======== Aufgeführte Zeilen

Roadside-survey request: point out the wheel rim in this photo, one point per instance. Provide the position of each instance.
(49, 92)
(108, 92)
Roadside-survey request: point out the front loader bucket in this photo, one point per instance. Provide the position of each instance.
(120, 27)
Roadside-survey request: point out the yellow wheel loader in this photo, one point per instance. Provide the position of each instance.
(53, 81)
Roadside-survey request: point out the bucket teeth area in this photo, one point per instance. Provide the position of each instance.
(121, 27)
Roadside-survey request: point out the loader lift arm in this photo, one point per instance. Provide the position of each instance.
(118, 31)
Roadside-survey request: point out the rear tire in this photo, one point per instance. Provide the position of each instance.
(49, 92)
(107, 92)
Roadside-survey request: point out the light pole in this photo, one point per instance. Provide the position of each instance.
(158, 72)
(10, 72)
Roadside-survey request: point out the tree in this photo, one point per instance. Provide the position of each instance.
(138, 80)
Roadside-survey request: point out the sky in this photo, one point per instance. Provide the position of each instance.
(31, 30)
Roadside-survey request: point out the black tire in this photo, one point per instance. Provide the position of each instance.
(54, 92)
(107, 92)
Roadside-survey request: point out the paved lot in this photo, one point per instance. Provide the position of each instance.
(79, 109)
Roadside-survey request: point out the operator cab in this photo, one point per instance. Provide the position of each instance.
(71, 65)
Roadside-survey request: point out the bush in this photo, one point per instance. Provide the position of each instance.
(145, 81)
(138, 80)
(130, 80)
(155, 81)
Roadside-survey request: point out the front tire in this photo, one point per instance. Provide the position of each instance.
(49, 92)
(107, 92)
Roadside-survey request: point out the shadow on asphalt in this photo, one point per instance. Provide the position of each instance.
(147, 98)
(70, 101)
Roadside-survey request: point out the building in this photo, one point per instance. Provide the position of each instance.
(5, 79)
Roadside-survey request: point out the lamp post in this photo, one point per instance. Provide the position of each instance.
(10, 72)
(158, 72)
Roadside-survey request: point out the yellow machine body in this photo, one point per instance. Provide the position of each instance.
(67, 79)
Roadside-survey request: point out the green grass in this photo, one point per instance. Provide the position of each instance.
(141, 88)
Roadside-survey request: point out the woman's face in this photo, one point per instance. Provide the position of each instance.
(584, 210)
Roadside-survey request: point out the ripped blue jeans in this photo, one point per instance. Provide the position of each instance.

================

■ Ziel der Aufgabe ■
Gib sämtliche oben stehenden Zeilen Wort für Wort wieder.

■ Erwartete Antwort ■
Roadside-survey request: point out the wheel rim in this photo, one point per instance. Provide the position of each instance.
(49, 92)
(108, 92)
Roadside-survey request: point out the front loader bucket in this photo, one point per instance. Provide the position of each instance.
(120, 27)
Roadside-survey request: point out the yellow wheel loader in this photo, one point per instance. Provide the position of each instance.
(53, 81)
Roadside-survey request: point out the bucket teeth area in this photo, one point per instance. Provide the position of each instance.
(121, 27)
Roadside-survey request: point out the loader lift arm in this photo, one point per instance. Provide the position of each instance.
(118, 31)
Roadside-survey request: point out the rear tire in this photo, one point per instance. Provide the position of each instance.
(49, 92)
(107, 92)
Roadside-survey request: point out the light pole in this photo, one point per instance. Provide the position of each instance.
(158, 72)
(10, 72)
Roadside-survey request: point out the tree in this photo, one point per instance. Provide the position of each instance.
(138, 80)
Roadside-survey request: point out the sky in this photo, one point per instance. Provide the position of each instance.
(31, 30)
Roadside-survey request: point out the black tire in this photo, one point per instance. Provide the position of each instance.
(54, 92)
(107, 92)
Roadside-survey request: point out the paved lot in this photo, one point per instance. Provide the position of each instance.
(79, 109)
Roadside-survey request: point out the operator cab in this photo, one point per instance. Provide the position of each instance.
(71, 65)
Roadside-survey request: point out the bush in this photo, one point per instance. Provide the position of each instance.
(145, 81)
(138, 80)
(130, 80)
(155, 81)
Roadside-survey request: point out the front tire in this photo, one point per instance. Provide the position of each instance.
(49, 92)
(107, 92)
Roadside-survey request: point out the shadow on asphalt in this photo, one point per instance. Provide the position of each instance.
(147, 98)
(70, 101)
Roadside-survey request: point out the building in this photo, one point per instance. Provide the position of each instance.
(5, 79)
Roadside-survey request: point out the lamp post in this photo, one point per instance. Provide the position of each instance.
(10, 72)
(158, 72)
Roadside-survey request: point out the yellow machine body in this photo, one point per instance. Provide the position of each instance.
(67, 79)
Roadside-survey request: point out the green grass in this photo, one point per instance. Provide the position of each instance.
(141, 88)
Roadside-survey request: point out the woman's face in this photo, one point per instance. Provide the position of each instance.
(584, 210)
Roadside-survey request: point out the ripped blue jeans in this photo, one point per instance. Provide the position of each instance.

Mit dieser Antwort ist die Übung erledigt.